» **Text provided**
===

Two days after I posted the above, I went to check the tomatoes' progress. To my dismay, nearly every Big Boy and Early Girl was marred with deep divots ... like someone had used a sand wedge to pitch them into a neighbor's putting green. Worse, my nearly ripe, orange SunSugars were gone. All gone.
The mystery deepened when I noticed critter poop on nearly every branch and leave. And that many of the leaves were also gone. Branches stripped bare.
Then I spotted a caterpillar – green, bulbous, as fat as a middle finger after a bee sting. Then I saw another ... and another. Three altogether. Like the three horsemen of the apocalypse. I'm sure the fourth had been there but moved on once the feeding became spare.
Daughter Meghan quickly learned the culprits were tomato hornworms. The "horn" refers to the worms' horn-looking tail. These guys can decimate the heartiest plant in just hours, which explains the massive amounts of poop. Each worm's innards are like a finely tuned manufacturing line.

===

» **Provided information**
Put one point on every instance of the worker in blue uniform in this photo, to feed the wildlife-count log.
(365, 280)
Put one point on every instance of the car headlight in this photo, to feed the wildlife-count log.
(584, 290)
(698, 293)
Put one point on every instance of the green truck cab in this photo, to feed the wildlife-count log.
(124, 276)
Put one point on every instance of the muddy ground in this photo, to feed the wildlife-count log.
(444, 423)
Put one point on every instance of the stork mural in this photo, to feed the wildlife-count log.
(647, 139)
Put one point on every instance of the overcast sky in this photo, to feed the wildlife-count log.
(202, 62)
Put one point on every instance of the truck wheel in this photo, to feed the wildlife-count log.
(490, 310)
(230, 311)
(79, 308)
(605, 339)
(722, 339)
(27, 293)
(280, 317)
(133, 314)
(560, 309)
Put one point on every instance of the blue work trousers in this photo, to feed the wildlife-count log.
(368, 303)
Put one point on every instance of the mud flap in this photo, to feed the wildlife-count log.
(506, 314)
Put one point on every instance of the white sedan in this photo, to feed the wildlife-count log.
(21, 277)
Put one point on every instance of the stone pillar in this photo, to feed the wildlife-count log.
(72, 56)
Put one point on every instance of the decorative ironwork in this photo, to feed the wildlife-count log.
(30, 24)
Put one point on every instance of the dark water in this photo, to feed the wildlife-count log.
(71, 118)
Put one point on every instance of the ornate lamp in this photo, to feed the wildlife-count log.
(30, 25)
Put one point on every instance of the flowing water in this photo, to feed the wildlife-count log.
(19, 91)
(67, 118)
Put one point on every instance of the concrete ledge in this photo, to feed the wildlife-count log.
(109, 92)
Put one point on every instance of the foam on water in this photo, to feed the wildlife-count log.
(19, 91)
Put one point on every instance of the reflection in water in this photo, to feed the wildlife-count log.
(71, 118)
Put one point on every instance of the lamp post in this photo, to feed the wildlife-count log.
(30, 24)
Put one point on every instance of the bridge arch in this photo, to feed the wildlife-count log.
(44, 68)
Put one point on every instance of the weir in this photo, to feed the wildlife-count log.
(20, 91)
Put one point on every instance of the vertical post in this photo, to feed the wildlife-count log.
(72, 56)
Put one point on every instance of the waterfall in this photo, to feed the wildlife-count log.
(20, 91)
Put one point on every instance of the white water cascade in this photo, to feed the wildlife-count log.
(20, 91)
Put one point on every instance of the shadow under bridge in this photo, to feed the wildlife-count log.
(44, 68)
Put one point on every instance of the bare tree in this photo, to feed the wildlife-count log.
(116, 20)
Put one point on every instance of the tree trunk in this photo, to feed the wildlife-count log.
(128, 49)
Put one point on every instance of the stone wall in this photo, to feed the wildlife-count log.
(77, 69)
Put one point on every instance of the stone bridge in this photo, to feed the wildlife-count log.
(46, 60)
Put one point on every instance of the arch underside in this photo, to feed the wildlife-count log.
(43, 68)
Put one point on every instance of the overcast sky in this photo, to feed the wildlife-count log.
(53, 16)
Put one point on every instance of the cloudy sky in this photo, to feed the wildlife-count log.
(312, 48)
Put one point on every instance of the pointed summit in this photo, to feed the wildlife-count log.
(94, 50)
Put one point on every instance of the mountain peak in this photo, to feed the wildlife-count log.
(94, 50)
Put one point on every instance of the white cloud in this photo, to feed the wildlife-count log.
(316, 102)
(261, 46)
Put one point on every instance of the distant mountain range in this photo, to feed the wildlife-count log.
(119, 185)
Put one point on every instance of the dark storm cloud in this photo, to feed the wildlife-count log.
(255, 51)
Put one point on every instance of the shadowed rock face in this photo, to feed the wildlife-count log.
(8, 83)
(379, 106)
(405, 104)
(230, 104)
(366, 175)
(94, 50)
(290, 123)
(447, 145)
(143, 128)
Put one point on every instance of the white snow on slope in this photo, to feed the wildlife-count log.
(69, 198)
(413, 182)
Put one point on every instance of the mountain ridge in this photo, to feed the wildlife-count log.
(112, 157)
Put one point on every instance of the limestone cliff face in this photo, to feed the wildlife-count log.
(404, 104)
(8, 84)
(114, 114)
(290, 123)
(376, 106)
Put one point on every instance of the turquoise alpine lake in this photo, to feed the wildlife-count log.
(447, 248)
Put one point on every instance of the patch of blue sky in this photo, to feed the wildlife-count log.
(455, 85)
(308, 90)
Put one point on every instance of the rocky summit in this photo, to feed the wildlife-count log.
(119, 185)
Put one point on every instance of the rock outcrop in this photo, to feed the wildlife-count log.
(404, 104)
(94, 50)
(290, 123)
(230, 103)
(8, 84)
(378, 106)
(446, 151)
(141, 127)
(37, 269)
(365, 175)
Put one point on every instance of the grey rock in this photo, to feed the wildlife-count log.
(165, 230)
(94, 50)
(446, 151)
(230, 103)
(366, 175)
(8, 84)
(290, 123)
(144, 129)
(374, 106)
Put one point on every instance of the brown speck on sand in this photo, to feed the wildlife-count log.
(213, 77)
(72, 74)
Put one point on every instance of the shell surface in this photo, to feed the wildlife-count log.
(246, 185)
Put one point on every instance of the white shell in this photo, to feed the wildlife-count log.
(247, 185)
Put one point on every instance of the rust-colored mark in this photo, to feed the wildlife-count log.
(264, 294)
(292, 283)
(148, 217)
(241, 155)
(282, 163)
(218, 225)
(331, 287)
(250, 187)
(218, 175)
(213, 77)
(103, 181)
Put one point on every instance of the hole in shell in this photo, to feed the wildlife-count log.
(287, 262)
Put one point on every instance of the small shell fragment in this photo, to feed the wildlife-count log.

===

» **Action item**
Continue the account of the tomato hornworms from the point where it stops. The data shown here is separate material and has nothing to do with the tomato hornworm text.

» **Response to this task**
I placed two of the caterpillars into glass jars so we could view them like jurors. (The third one had died on the vine.) We researched the species and marveled at how beautiful they become as moths.
Because of that potential grace, it didn't seem right to judge them harshly ... to kill the surviving two. So I let them free in the lower yard.
"We'll see if they climb the stairs and return to the plants," I announced.
Meanwhile, ever hopeful, I disposed of the sand-wedge tomatoes, trimmed the leaves discolored by the poop, freshly watered the pots, and re-draped the lot with the bird netting. Tomorrow, I will watch for deer, squirrel, chipmunk, and worm.
I will also wish that this tomato season ... and all of 2020 ... be quickly gone.